• [Do this]
Output the records. Match them exactly.

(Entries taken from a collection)
======

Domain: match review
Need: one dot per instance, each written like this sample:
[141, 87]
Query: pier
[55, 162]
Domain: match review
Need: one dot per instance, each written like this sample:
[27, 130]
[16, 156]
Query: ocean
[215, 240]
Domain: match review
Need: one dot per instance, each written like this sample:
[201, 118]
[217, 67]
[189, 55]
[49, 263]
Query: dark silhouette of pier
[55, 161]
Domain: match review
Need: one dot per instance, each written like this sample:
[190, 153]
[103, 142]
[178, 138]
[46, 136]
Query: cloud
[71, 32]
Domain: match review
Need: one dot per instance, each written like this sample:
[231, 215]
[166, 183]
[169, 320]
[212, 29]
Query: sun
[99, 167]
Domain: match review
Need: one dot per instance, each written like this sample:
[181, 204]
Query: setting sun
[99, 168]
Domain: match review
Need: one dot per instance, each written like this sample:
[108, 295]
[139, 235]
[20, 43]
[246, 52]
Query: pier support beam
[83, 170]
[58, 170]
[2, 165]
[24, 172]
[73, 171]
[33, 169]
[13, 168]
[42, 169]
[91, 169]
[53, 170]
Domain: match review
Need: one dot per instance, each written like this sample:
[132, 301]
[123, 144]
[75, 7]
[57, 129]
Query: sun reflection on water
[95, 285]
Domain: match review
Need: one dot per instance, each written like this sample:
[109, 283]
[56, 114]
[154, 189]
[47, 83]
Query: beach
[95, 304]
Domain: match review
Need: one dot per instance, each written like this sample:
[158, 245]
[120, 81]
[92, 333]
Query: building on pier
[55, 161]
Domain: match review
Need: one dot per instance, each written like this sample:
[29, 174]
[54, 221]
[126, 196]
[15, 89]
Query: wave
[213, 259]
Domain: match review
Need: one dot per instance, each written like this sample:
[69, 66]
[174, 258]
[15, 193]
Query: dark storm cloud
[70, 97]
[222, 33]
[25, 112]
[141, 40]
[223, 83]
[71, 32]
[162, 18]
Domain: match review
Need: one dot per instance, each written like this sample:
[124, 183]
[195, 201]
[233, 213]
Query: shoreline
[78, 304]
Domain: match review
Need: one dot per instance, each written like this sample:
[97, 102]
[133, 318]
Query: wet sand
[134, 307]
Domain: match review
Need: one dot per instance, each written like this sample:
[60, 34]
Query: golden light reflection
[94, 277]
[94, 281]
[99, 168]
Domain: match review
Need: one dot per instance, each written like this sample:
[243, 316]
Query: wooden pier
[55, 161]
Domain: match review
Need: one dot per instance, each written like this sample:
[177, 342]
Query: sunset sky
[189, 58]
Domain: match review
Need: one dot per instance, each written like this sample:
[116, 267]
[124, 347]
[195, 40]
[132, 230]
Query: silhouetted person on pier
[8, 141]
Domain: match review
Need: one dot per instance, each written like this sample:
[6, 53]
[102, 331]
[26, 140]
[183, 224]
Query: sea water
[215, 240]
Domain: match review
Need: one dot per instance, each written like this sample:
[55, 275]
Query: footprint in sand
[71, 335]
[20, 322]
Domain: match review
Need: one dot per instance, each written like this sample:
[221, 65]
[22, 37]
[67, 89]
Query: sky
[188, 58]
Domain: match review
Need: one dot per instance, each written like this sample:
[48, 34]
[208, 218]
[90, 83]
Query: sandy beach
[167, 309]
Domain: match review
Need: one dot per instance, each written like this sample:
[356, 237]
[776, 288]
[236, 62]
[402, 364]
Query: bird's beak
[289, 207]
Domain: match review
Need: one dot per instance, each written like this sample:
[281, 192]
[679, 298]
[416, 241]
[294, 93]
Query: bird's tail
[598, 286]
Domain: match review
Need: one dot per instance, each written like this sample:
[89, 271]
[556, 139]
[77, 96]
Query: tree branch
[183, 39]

======

• [Reply]
Domain: match review
Need: one dot per instance, each written like this sample:
[141, 87]
Query: pier
[55, 162]
Domain: match review
Need: one dot per instance, each written like this sample:
[27, 130]
[16, 156]
Query: ocean
[215, 240]
Domain: match review
Need: one dot per instance, each written like this sample:
[201, 118]
[217, 67]
[189, 55]
[49, 263]
Query: dark silhouette of pier
[55, 161]
Domain: match review
Need: one dot per instance, each written like this sample:
[190, 153]
[103, 142]
[178, 138]
[46, 136]
Query: cloud
[71, 32]
Domain: match review
Need: one dot per instance, each written like this sample:
[231, 215]
[166, 183]
[169, 320]
[212, 29]
Query: sun
[99, 167]
Domain: match review
Need: one dot per instance, each written like this sample:
[181, 204]
Query: setting sun
[99, 168]
Domain: match review
Need: one dot per instance, each written like this sample:
[108, 295]
[139, 235]
[20, 43]
[246, 52]
Query: pier support beam
[83, 170]
[58, 170]
[2, 165]
[24, 172]
[73, 171]
[33, 169]
[13, 168]
[42, 169]
[91, 169]
[53, 170]
Domain: match review
Need: one dot per instance, each written like this sample:
[132, 301]
[123, 144]
[75, 7]
[57, 129]
Query: sun reflection on water
[95, 285]
Domain: match review
Need: one dot per instance, each written like this sample:
[109, 283]
[56, 114]
[154, 189]
[47, 83]
Query: beach
[95, 304]
Domain: match review
Need: one dot per instance, each written like this sample:
[158, 245]
[120, 81]
[92, 333]
Query: building on pier
[55, 161]
Domain: match review
Need: one dot per instance, each written like this sample:
[29, 174]
[54, 221]
[126, 196]
[15, 89]
Query: wave
[213, 259]
Domain: match review
Need: one dot per instance, each written like this sample:
[69, 66]
[174, 258]
[15, 193]
Query: dark storm cloud
[70, 97]
[222, 33]
[25, 112]
[141, 40]
[223, 83]
[71, 32]
[162, 18]
Domain: match review
Need: one dot per instance, each written like this sample:
[124, 183]
[195, 201]
[233, 213]
Query: shoreline
[78, 304]
Domain: match review
Need: one dot per instance, each written like this sample:
[97, 102]
[133, 318]
Query: wet sand
[134, 307]
Domain: match review
Need: one dot per instance, each written like this sample:
[60, 34]
Query: golden light reflection
[94, 277]
[94, 281]
[99, 168]
Domain: match review
Need: one dot per instance, each written like this sample:
[243, 316]
Query: wooden pier
[55, 161]
Domain: match review
Need: one dot per instance, each written like this sample:
[177, 342]
Query: sunset sky
[189, 58]
Domain: match review
Need: one dot per instance, each written like this sample:
[116, 267]
[124, 347]
[195, 40]
[132, 230]
Query: silhouetted person on pier
[8, 141]
Domain: match review
Need: one dot per instance, each written like this sample:
[6, 53]
[102, 331]
[26, 140]
[183, 224]
Query: sea water
[215, 240]
Domain: match review
Need: one dot per instance, each written like this sample:
[55, 275]
Query: footprint in sand
[71, 335]
[20, 322]
Domain: match review
Need: one dot per instance, each written like this sample:
[221, 65]
[22, 37]
[67, 89]
Query: sky
[188, 58]
Domain: match review
Need: one dot per instance, each written like this sample:
[48, 34]
[208, 218]
[90, 83]
Query: sandy beach
[167, 309]
Domain: match review
Need: one dot per instance, each written like this sample:
[356, 237]
[776, 288]
[236, 62]
[402, 364]
Query: bird's beak
[289, 207]
Domain: match review
Need: one dot per instance, each written like this sample:
[281, 192]
[679, 298]
[416, 241]
[294, 93]
Query: bird's tail
[598, 286]
Domain: match review
Need: one dot per instance, each written like this sample:
[89, 271]
[556, 139]
[77, 96]
Query: tree branch
[183, 39]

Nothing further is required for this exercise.